[AVAILABLE RECORDS]:
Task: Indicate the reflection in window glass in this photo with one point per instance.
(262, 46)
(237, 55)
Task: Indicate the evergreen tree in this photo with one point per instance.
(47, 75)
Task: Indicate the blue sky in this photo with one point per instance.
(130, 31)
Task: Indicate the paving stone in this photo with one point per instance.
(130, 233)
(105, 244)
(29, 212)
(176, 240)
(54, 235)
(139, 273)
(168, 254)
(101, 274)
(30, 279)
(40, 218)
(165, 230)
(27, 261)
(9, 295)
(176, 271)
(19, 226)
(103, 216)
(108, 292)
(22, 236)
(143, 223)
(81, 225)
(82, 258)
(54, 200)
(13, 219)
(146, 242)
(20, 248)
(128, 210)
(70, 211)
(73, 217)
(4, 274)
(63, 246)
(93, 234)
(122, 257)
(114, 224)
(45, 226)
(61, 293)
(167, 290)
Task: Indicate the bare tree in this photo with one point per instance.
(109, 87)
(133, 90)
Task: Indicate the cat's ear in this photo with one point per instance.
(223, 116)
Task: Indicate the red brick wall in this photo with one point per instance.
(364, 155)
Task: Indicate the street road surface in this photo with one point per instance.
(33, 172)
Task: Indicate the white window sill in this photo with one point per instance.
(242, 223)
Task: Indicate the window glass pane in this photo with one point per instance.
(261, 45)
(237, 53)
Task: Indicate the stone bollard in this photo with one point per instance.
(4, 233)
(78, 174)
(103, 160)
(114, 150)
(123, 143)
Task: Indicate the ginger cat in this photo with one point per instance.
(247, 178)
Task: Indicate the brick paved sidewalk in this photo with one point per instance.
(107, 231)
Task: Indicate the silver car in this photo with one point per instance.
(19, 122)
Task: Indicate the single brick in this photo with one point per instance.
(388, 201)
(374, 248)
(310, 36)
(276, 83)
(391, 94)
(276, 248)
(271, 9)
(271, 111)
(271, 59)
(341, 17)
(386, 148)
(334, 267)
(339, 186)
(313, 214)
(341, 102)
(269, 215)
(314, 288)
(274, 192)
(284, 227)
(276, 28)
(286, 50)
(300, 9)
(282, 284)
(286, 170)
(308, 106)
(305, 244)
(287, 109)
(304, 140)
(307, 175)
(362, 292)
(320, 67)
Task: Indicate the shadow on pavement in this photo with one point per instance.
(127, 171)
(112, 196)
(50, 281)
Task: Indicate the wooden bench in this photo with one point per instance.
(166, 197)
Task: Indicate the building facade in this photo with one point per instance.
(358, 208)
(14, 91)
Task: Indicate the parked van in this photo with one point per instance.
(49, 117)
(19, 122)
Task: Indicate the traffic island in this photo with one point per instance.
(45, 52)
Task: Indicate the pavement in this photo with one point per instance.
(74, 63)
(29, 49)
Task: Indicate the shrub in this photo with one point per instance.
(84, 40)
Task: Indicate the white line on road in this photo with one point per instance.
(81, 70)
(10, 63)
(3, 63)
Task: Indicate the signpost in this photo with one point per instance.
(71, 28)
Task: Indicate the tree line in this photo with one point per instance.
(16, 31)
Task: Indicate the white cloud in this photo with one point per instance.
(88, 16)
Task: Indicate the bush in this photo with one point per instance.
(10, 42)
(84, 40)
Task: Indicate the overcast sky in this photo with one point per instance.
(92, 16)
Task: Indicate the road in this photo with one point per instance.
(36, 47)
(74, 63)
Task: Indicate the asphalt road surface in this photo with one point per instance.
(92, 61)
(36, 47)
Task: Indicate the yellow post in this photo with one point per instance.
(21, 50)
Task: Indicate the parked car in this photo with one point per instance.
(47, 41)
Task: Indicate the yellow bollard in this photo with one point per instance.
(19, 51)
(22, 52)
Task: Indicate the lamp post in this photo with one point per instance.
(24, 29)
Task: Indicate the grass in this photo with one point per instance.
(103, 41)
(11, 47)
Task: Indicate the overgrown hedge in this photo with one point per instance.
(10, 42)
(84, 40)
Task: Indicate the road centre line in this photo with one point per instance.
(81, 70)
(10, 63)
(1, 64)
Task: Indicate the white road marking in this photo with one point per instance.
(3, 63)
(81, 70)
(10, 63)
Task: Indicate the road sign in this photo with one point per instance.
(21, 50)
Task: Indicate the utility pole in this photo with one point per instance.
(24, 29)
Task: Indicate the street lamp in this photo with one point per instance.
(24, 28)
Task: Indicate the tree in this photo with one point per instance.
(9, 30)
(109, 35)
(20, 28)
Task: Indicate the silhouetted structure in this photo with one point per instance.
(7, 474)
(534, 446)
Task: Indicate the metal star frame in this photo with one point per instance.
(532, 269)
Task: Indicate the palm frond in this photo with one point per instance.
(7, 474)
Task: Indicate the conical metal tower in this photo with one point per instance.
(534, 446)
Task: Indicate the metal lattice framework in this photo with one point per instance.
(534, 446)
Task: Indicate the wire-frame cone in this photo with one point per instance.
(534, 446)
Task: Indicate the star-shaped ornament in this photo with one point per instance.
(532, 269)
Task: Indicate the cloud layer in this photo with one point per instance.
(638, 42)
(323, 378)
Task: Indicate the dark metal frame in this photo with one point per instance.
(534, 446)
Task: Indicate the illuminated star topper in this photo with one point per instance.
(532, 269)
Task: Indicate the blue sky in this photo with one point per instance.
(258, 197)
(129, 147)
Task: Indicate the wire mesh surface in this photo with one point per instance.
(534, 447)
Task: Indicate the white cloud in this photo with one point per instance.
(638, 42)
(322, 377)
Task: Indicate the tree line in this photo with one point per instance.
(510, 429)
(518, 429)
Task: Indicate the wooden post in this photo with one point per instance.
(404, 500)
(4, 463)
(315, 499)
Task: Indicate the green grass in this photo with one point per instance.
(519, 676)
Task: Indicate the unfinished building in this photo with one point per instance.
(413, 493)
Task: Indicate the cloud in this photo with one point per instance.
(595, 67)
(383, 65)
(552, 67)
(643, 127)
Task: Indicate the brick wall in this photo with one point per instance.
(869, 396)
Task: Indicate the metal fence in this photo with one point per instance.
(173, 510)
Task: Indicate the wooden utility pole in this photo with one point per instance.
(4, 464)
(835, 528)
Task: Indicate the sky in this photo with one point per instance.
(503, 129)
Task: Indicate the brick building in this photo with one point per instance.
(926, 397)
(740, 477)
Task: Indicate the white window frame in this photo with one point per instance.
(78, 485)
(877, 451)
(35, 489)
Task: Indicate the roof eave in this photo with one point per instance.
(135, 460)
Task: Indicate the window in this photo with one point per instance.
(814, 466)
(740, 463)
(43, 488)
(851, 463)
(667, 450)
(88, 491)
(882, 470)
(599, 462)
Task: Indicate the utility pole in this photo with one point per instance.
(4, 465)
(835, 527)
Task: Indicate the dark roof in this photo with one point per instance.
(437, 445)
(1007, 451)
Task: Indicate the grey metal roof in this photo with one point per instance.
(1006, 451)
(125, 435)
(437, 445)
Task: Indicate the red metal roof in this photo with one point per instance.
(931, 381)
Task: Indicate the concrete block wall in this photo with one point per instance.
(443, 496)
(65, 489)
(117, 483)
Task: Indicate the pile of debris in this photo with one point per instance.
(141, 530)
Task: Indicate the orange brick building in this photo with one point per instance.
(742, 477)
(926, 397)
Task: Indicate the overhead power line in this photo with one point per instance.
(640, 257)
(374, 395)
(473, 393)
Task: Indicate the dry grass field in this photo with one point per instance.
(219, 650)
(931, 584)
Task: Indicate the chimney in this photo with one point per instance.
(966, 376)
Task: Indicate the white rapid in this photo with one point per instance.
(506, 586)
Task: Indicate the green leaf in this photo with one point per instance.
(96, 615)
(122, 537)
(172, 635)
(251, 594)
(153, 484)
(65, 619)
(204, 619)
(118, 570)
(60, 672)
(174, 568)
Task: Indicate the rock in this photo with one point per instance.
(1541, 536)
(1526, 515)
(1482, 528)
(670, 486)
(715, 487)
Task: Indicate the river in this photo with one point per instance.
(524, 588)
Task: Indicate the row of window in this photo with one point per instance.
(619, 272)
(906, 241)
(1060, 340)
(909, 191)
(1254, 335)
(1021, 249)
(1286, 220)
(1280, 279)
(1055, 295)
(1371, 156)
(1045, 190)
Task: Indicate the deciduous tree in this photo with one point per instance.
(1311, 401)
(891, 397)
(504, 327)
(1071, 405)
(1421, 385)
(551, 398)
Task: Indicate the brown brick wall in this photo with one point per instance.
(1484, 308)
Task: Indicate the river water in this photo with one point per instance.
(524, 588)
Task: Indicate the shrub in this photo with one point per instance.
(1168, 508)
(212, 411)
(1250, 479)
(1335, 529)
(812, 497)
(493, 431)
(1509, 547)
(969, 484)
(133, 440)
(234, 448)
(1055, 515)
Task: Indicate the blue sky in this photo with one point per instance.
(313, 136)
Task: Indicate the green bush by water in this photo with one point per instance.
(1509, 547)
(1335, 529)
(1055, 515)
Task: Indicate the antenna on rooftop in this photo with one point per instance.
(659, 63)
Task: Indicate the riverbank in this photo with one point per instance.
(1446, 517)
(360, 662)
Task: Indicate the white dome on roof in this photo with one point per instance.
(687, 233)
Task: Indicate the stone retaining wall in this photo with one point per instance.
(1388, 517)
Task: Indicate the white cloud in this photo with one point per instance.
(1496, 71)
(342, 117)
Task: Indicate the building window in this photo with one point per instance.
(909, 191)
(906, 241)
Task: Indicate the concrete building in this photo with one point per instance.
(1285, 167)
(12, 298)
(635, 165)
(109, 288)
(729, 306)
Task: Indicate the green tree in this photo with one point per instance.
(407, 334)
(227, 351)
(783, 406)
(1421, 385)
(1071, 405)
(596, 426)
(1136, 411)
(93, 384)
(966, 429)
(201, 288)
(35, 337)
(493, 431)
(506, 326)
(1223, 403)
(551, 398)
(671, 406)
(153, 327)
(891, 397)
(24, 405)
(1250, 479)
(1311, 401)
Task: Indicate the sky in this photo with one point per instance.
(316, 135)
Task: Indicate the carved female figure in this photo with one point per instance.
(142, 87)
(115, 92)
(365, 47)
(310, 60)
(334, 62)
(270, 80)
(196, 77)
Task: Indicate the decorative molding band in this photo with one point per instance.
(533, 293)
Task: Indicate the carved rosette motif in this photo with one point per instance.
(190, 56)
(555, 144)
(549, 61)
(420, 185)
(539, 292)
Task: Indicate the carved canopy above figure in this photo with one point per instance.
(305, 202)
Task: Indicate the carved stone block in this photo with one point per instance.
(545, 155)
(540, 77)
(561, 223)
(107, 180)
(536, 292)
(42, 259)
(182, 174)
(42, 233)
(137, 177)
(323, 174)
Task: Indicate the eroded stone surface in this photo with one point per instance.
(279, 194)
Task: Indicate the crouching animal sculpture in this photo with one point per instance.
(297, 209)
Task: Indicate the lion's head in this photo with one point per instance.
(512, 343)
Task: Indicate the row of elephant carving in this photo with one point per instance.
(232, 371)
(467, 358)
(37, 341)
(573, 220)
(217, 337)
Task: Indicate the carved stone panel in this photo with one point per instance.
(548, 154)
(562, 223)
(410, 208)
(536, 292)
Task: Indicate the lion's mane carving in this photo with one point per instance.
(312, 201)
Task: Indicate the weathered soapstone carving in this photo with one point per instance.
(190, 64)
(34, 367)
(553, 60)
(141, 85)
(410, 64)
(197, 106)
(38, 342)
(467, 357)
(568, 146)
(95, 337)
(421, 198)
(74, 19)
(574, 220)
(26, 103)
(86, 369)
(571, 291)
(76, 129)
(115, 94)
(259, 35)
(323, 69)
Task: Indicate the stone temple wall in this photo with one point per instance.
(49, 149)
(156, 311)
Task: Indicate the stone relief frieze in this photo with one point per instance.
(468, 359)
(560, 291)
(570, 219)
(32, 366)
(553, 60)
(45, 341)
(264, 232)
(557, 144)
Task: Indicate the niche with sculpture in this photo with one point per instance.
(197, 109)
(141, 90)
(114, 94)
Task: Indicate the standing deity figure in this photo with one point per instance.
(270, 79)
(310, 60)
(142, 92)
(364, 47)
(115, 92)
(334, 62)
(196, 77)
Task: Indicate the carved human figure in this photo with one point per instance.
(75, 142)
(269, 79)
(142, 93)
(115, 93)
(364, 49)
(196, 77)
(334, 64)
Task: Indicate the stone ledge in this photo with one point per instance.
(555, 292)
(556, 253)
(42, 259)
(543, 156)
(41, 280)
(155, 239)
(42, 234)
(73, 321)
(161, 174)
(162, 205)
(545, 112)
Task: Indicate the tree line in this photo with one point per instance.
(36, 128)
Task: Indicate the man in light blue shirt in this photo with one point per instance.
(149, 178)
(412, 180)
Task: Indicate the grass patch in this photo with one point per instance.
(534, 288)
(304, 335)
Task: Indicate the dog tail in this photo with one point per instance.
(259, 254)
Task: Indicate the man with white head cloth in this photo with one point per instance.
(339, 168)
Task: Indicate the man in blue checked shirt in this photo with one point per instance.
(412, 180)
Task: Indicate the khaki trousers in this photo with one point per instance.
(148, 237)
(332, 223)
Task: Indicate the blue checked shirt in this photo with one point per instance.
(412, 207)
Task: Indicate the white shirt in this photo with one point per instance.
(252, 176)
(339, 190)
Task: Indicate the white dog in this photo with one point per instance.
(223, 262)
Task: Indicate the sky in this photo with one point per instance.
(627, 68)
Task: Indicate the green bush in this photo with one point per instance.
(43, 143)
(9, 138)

[EXERCISE AIM]:
Could you repeat the records from the line with "Task: Indicate the green grass" to the line with "(1007, 451)", swapping "utility pole" for "telephone pole" and keeping everything else the same?

[THE OUTPUT]:
Task: Indicate the green grass in this photo with one point per instance.
(519, 676)
Task: Indicate the unfinished building in this photo with one point per instance.
(413, 493)
Task: Indicate the cloud in this photo with one point per instance.
(595, 67)
(383, 65)
(552, 67)
(643, 127)
Task: Indicate the brick wall in this photo with one point per instance.
(869, 396)
Task: Indicate the metal fence in this photo with one point per instance.
(173, 510)
Task: Indicate the wooden telephone pole in this photo with one point per instance.
(4, 464)
(835, 528)
Task: Indicate the sky in this photo with one point per instance.
(503, 129)
Task: Indicate the brick building in this photo with one point per instance.
(926, 397)
(740, 477)
Task: Indicate the white window frame in this photo with one point per instance.
(78, 485)
(877, 451)
(35, 489)
Task: Indicate the roof eave in this photo with one point per instance.
(135, 460)
Task: Indicate the window in this photo with one point per instance.
(814, 466)
(740, 463)
(43, 488)
(851, 463)
(667, 450)
(88, 491)
(882, 470)
(599, 462)
Task: Indicate the telephone pole in this photo with one point per instance.
(4, 465)
(835, 527)
Task: Indicate the dark roof in this photo with one point per instance.
(437, 445)
(1007, 451)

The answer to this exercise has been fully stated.